» **Text**
I've tried other keys, like Rewind, Skip, the colored keys, etc., just in case Google changed the key, but nothing works. The up key when on the first row (which IIRC went to Search in a previous YouTube version) does not work, either.

Anyone else seeing this?

ETA: I did a restart from the Help menu, and it did not fix it.


----------



## ThAbtO (Apr 6, 2000)

Its the Left arrow from the circle. 

Be sure to check the battery, use new too.


----------



## joelkfla (Feb 9, 2002)

ThAbtO said:


> Its the Left arrow from the circle.
> 
> Be sure to check the battery, use new too.


Yes, I know. Like I said - no problem moving left & right along the rows, or on any TiVo screens.


----------



## MarshaL305 (Mar 11, 2015)

joelkfla said:


> Yes, I know. Like I said - no problem moving left & right along the rows, or on any TiVo screens.


Same problem here, I started a similar thread somewhere else on this forum.


----------



## ThAbtO (Apr 6, 2000)

Works for me on Roamio.


----------



## H4RRY (Mar 18, 2020)

I am having this same problem. Worked fine when I last used it a week or two ago (?). Today I can't get to the menu bar on the left. I have a Roamio OTA box.


----------



## ThAbtO (Apr 6, 2000)

I have Roamio basic model and it is still works.


----------



## joelkfla (Feb 9, 2002)

ThAbtO said:


> I have Roamio basic model and it is still works.


Original UI or New Experience?


----------



## ThAbtO (Apr 6, 2000)

TE3


----------



## JoeKustra (Dec 7, 2012)

H4RRY said:


> I am having this same problem. Worked fine when I last used it a week or two ago (?). Today I can't get to the menu bar on the left. I have a Roamio OTA box.


Same here basic Roamio TE3.


----------



## H4RRY (Mar 18, 2020)

Update: I contacted Tivo support about this today. Long story short - after about 45min of troubleshooting (reinstalling the app, rebooting the Tivo, restarting my router), they said they would escalate it to their engineering team. I will apparently get an email when there is any news.
They had questions about my router - I have AT&T fiber (Pace router) in case that is a common factor among those seeing the problem (?)

Also, FWIW - twice I stumbled upon some combination that would allow me to access the left menu - but once that happened, I could not get back to the right. For example, I could select "Search" but then I couldn't get back to the right half of the screen to actually use the onscreen keyboard.
I'm not sure what the combination was... it involved scrolling all the way to the right on one of the "recommended" rows of videos - then scrolling up and down - then going back to that row and scrolling all the way back to the left, and boom - I was then stuck in the menu bar.


----------



## joelkfla (Feb 9, 2002)

H4RRY said:


> Update: I contacted Tivo support about this today. Long story short - after about 45min of troubleshooting (reinstalling the app, rebooting the Tivo, restarting my router), they said they would escalate it to their engineering team. I will apparently get an email when there is any news.

» **Material provided**
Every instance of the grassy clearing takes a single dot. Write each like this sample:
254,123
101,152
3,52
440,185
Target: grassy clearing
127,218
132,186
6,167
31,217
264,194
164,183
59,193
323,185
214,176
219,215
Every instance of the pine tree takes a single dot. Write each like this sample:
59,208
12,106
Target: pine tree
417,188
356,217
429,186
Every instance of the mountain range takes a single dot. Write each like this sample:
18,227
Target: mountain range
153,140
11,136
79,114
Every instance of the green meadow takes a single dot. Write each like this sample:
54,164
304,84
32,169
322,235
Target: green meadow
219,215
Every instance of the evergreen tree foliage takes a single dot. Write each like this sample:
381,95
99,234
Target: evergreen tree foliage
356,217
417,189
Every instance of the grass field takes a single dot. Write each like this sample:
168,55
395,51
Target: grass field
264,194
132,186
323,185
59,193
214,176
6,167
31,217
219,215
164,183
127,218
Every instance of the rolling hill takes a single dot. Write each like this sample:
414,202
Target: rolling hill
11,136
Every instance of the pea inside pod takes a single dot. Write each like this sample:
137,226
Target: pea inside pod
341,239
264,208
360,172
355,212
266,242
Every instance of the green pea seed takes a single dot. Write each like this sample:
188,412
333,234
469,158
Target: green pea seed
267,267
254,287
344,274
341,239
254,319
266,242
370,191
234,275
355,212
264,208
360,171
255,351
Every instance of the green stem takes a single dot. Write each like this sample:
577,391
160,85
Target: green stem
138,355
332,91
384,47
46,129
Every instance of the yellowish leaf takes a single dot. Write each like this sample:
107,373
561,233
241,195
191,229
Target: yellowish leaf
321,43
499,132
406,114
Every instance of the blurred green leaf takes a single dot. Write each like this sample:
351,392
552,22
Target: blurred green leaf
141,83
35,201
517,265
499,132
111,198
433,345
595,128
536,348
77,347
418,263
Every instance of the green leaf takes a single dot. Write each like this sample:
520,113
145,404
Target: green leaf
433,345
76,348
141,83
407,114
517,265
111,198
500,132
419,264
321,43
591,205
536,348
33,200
* * *
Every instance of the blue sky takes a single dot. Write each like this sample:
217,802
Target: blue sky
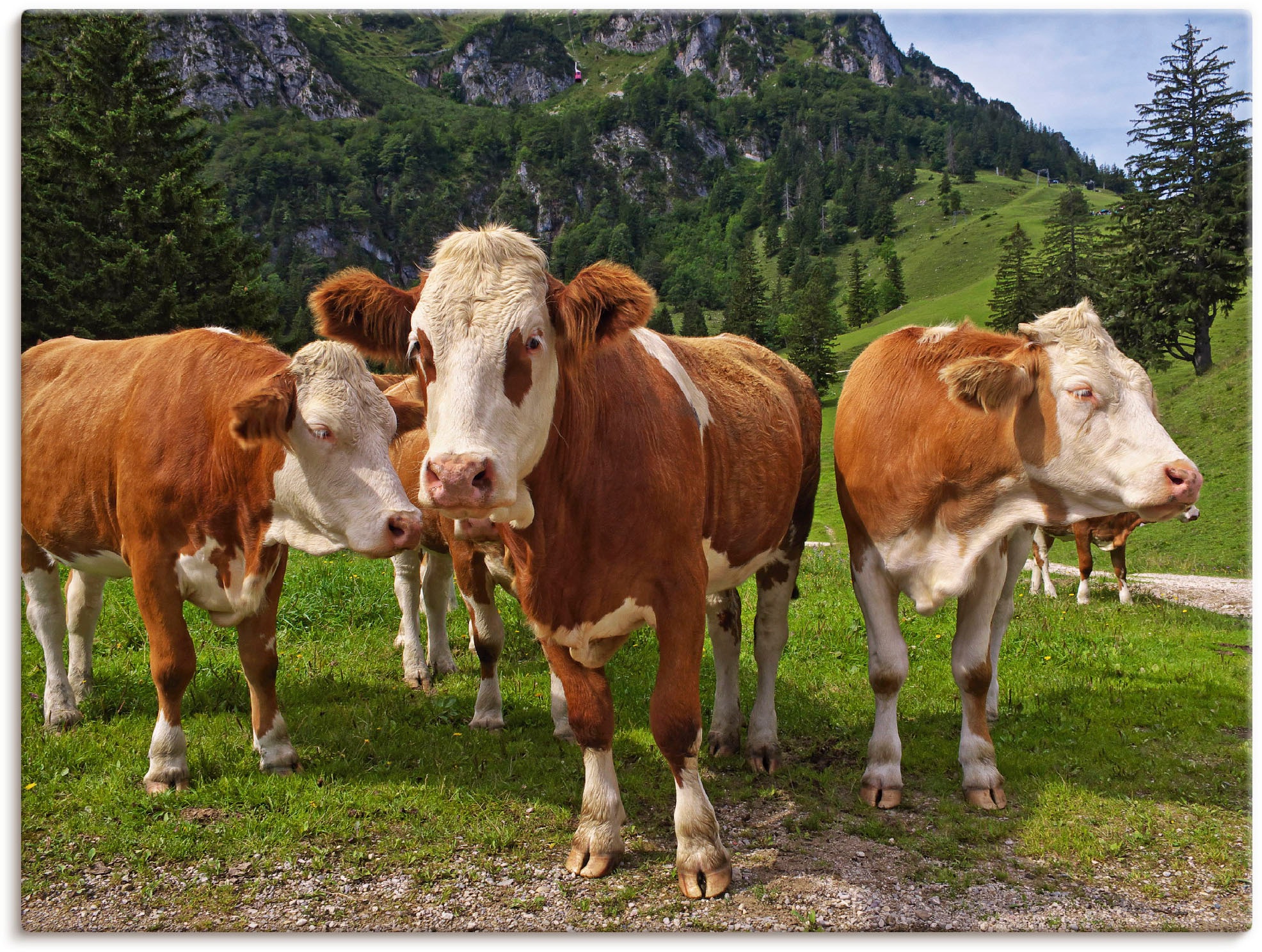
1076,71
==
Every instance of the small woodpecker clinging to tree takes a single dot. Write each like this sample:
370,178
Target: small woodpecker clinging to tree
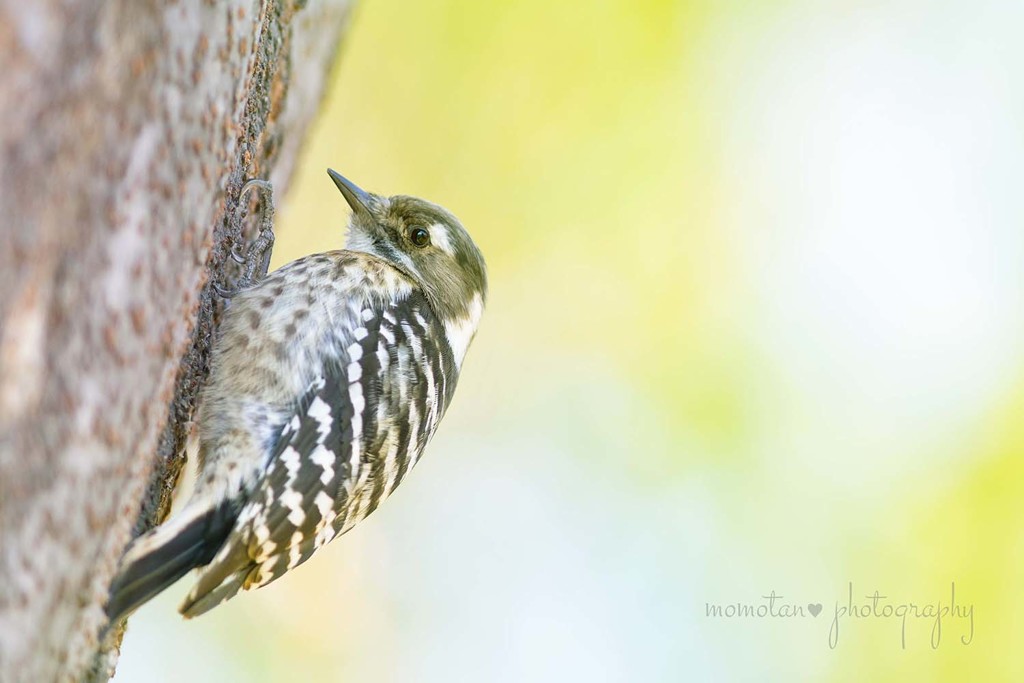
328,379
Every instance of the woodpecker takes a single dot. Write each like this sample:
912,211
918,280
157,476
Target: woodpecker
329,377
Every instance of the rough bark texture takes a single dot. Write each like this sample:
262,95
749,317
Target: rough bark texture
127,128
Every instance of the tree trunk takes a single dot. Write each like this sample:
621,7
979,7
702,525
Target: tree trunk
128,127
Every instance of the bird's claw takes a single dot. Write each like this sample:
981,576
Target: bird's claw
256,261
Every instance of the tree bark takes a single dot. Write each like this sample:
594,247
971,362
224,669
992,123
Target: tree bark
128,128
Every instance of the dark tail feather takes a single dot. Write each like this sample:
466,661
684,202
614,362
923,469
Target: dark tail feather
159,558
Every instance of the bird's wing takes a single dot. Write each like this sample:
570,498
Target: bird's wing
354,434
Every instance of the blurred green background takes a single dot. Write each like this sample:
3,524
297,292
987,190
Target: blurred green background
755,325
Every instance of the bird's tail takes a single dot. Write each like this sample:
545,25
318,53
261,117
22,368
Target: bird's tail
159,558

» **Written request 1**
Write out the part of the TiVo forum thread from "Same here basic" up to and including "the problem (?)", word for word.
» **Written request 2**
Pick up the TiVo forum thread about the YouTube app where it stops, and keep writing from there.

» **Exercise answer 1**
Same here basic Roamio TE3.


----------



## H4RRY (Mar 18, 2020)

Update: I contacted Tivo support about this today. Long story short - after about 45min of troubleshooting (reinstalling the app, rebooting the Tivo, restarting my router), they said they would escalate it to their engineering team. I will apparently get an email when there is any news.
They had questions about my router - I have AT&T fiber (Pace router) in case that is a common factor among those seeing the problem (?)

» **Exercise answer 2**
> They had questions about my router - I have AT&T fiber (Pace router) in case that is a common factor among those seeing the problem (?)
> 
> Also, FWIW - twice I stumbled upon some combination that would allow me to access the left menu - but once that happened, I could not get back to the right. For example, I could select "Search" but then I couldn't get back to the right half of the screen to actually use the onscreen keyboard.
> I'm not sure what the combination was... it involved scrolling all the way to the right on one of the "recommended" rows of videos - then scrolling up and down - then going back to that row and scrolling all the way back to the left, and boom - I was then stuck in the menu bar.


Good!

I had called Support yesterday, and the rep said they hadn't heard about it prior, but would look into it.

I didn't ask them to troubleshoot it, because I believe the app is supplied by Google, and just plopped onto the TiVos. I just wanted to prod TiVo into contacting Google about it.


----------



## JoeKustra (Dec 7, 2012)

My fix was to use my Roku.


----------



## joelkfla (Feb 9, 2002)

JoeKustra said:


> My fix was to use my Roku.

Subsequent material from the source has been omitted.